- _What the exercise asks_
Return the rows between the line containing "Each <instance> block concludes" and the line containing "box: [188, 248, 204, 320]", inclusive, reproducing each one verbatim.

--------

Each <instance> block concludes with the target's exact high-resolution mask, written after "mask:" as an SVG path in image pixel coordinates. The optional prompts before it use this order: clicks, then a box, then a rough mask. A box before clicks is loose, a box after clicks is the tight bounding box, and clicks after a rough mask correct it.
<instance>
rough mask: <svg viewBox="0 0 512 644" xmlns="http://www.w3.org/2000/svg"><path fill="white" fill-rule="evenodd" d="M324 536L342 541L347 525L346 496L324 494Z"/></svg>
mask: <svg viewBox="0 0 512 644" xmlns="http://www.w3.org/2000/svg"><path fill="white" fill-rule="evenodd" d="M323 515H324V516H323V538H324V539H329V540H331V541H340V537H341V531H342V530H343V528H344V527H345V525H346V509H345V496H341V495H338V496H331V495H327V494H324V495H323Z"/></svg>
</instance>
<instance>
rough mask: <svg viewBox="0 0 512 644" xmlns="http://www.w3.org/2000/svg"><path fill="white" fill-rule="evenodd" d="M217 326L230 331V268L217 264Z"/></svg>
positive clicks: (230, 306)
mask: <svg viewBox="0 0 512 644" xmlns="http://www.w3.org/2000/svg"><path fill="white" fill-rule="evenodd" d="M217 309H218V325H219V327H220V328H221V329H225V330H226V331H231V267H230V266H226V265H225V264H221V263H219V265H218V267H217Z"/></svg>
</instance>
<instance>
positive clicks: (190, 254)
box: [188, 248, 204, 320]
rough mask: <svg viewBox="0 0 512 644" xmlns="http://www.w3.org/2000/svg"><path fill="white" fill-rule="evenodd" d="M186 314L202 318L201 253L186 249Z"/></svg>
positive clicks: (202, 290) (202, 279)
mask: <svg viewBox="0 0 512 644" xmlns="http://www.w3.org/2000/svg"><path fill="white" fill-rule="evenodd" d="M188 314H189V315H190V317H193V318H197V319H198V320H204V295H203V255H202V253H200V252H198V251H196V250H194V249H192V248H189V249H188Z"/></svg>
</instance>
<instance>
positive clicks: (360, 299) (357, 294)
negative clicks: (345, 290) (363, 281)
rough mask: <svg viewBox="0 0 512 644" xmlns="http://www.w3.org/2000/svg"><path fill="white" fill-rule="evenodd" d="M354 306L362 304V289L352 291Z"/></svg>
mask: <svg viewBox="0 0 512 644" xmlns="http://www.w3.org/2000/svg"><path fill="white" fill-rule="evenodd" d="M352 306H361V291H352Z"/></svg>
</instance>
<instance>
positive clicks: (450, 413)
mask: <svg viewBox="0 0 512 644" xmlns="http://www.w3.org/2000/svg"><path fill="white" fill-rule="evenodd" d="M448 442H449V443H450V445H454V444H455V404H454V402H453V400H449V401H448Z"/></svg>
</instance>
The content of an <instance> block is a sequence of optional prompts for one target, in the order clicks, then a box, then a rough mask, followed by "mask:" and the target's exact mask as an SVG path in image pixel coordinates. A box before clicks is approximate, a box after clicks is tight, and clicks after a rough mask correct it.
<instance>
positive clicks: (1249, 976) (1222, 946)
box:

--------

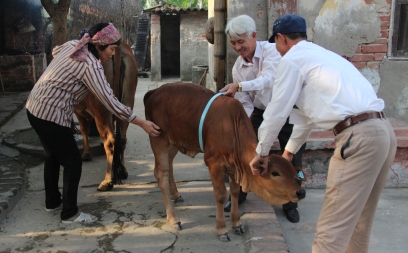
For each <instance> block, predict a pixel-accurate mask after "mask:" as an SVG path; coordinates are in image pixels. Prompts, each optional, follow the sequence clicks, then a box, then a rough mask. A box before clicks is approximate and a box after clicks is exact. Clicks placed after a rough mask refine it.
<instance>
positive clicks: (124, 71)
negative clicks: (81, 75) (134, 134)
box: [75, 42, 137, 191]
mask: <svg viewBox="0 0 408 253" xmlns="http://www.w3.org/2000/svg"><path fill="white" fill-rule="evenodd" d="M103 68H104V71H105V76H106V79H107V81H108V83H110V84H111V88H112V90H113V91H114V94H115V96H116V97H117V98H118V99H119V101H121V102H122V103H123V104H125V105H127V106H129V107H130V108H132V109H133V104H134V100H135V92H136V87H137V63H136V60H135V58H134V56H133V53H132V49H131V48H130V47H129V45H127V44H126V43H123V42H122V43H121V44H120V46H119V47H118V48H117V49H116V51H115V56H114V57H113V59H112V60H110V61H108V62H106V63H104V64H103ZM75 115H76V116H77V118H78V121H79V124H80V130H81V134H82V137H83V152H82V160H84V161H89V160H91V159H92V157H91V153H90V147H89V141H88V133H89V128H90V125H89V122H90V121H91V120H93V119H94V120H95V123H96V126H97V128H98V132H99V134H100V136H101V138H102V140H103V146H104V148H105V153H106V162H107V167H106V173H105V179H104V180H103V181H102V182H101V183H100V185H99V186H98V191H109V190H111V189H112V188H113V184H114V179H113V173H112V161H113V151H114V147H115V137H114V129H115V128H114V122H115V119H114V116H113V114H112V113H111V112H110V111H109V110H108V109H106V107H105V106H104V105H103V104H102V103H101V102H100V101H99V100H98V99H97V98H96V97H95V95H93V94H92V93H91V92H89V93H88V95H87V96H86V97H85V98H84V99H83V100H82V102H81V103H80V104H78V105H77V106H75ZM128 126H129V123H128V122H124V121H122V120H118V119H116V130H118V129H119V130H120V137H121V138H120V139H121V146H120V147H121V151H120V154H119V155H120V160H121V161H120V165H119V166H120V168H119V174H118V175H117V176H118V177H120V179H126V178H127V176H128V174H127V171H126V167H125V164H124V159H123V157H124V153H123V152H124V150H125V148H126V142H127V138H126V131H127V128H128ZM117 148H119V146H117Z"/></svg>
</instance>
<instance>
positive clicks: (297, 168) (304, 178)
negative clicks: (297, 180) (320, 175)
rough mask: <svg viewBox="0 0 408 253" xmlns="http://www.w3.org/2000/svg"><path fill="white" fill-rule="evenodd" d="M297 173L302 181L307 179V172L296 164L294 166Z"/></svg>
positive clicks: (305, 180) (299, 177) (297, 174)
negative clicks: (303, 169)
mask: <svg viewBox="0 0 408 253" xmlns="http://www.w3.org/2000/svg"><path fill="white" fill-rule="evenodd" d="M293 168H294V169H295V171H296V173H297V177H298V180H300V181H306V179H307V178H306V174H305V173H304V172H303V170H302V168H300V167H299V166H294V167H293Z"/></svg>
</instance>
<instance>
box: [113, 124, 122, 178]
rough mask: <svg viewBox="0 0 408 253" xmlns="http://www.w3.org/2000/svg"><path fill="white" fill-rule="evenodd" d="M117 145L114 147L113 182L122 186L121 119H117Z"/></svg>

--------

- _Task response_
Each <instance> block concludes with the target's exact high-resolution mask, written after "mask:" as an SVG path in image pixel coordinates. The optional prompts before it use this order: clicks, then a box, then a rough mask. A box before clicks is loose, a box after clicks is the tight bounding box, and clicks after a rough mask correct it.
<instance>
rough mask: <svg viewBox="0 0 512 644" xmlns="http://www.w3.org/2000/svg"><path fill="white" fill-rule="evenodd" d="M324 536L342 541L347 525L346 496L324 494Z"/></svg>
mask: <svg viewBox="0 0 512 644" xmlns="http://www.w3.org/2000/svg"><path fill="white" fill-rule="evenodd" d="M323 515H324V516H323V538H324V539H329V540H331V541H340V537H341V531H342V530H343V528H344V527H345V525H346V509H345V496H341V495H338V496H331V495H327V494H324V495H323Z"/></svg>
</instance>
<instance>
rough mask: <svg viewBox="0 0 512 644" xmlns="http://www.w3.org/2000/svg"><path fill="white" fill-rule="evenodd" d="M217 326L230 331V268L217 264Z"/></svg>
positive clicks: (230, 306)
mask: <svg viewBox="0 0 512 644" xmlns="http://www.w3.org/2000/svg"><path fill="white" fill-rule="evenodd" d="M217 309H218V325H219V327H220V328H221V329H225V330H226V331H231V267H230V266H226V265H225V264H221V263H219V265H218V267H217Z"/></svg>
</instance>
<instance>
positive clicks: (190, 254)
box: [188, 248, 204, 320]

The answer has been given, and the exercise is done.